* **Dataset rows**
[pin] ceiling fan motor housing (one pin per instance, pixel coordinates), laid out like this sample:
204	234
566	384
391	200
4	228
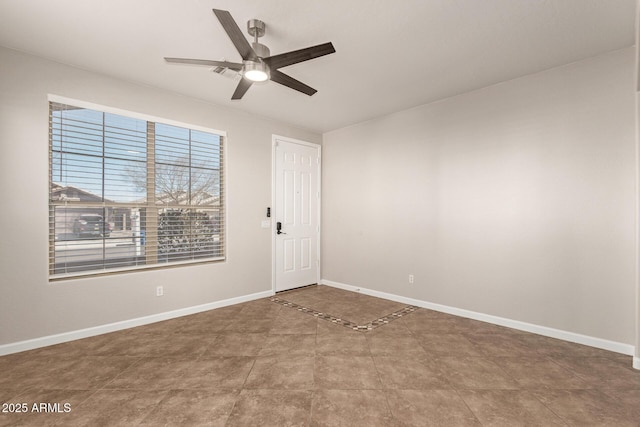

* **Instruction**
Copy every line of the items above word for word, omitting the pictures.

* **Correct answer**
[pin] ceiling fan motor housing (one pin per instance, pixel coordinates), laid out like this sample:
204	234
566	384
391	200
4	228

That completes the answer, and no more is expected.